■ **Kaynak metin**
************

Kürt lideri Seyit Rıza’nın idamı ve Türk devletinin yeni operasyon planı

Kurd24

Kürtlerin milli lideri Seyit Rıza, Dersim’deki ayaklanma gerekçe gösterilerek, barış için gittiği Elazığ’da esir alınıp, hukuk dışı bir yargılama sonucu idam cezasına çarptırıldı. Yaşı idam edilmesine elverişi olmamasına rağmen, yaşı küçültülüp idam edildi. Oğlu da idam cezasına çarptırıldı. Onun da yaşı küçük olduğundan idama edilmeye hukuken ve insani olarak uygun değildi. Oğlunun da yaşı büyülterek idam edildi.

Bu uygulama tam anlamıyla Kemalist Türk devletinin, hukuk tanımazlığını, barbarlığını, vahşetini, insan dışılığını sergiliyordu Dersim’de sadece değerli Kürt lider ve oğlu idam edilmedi. Dersim’de tam anlamıyla bir soykırım yapıldı.

Seyit Rıza ve on binlerce Dersimli Kürt’ün katledilmesine neden gösterilen Dersim büyük vakıasına kısaca bakalım.

Kürdistan tarihi, bir katliamlar tarihidir.  Kürt milleti olarak Kuzey’de başımıza gelen katliamlar, devletin kuruluş felsefesiyle ilgilidir. Atatürk ve arkadaşlarının, Kürt milletini asimilasyonla Türkleştirilmemesinden dolayı, fiziki olarak ortadan kaldırılması eylemidir. Atatürk’ün yakın silah arkadaşı ve Başbakan İsmet İnönü, devletin katliamlarını olağan hale getiren, devlet felsefesinin de özeti olan stratejik siyaset belgesini “Şark Islahat Plânı’nı”  1925 yılında açıklıyor.

************

■ **Kayıtlar**
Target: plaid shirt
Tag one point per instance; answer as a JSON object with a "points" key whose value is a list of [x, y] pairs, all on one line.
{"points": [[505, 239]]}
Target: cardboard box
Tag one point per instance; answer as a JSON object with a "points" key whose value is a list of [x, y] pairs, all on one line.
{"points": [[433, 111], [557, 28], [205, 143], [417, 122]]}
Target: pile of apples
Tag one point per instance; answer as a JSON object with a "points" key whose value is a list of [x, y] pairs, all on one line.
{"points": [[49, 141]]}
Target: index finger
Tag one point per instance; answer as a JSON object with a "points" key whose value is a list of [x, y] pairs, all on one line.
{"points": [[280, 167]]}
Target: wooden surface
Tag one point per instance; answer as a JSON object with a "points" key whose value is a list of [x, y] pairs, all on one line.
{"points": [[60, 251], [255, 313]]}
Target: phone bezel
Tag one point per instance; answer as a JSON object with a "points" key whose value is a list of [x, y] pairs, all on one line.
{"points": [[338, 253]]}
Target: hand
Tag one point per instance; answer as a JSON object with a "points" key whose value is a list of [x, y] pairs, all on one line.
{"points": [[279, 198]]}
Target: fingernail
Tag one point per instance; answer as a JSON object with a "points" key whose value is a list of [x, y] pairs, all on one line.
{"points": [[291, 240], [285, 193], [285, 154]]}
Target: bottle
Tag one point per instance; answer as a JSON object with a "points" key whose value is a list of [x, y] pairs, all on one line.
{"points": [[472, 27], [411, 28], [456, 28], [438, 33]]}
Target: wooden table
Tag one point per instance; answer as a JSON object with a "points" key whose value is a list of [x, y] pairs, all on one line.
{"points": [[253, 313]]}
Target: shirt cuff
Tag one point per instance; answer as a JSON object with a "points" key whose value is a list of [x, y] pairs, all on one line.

************

■ **Yazılı görev 1**
Kaynak metindeki şu cümleyi İngilizceye çevirin: “Seyit Rıza ve on binlerce Dersimli Kürt’ün katledilmesine neden gösterilen Dersim büyük vakıasına kısaca bakalım.”
■ **Yazılı görev 2**
Aşağıdaki ifadeler kaynak metinle uyuşuyor mu? Her biri için evet ya da hayır deyin ve kararınızı belirleyen sözleri metinden aynen alıntılayın.
(a) Seyit Rıza, Elazığ’a barış için gitmişti.
(b) Şark Islahat Planı 1930 yılında açıklandı.
(c) İsmet İnönü metinde Başbakan olarak anılıyor.
■ **Yazılı görev 3**
Kaynak metinde adıyla anılan bütün kişileri yazın.
Kayıtlar bu işte hiç kullanılmıyor.

■ **Çözüm 1**
Let us briefly look at the great Dersim event that was given as the reason for the killing of Seyit Rıza and tens of thousands of Kurds from Dersim.

■ **Çözüm 2**
(a) Evet: “barış için gittiği Elazığ’da esir alınıp”
(b) Hayır: “1925 yılında açıklıyor”
(c) Evet: “Atatürk’ün yakın silah arkadaşı ve Başbakan İsmet İnönü”

■ **Çözüm 3**
Seyit Rıza, Atatürk, İsmet İnönü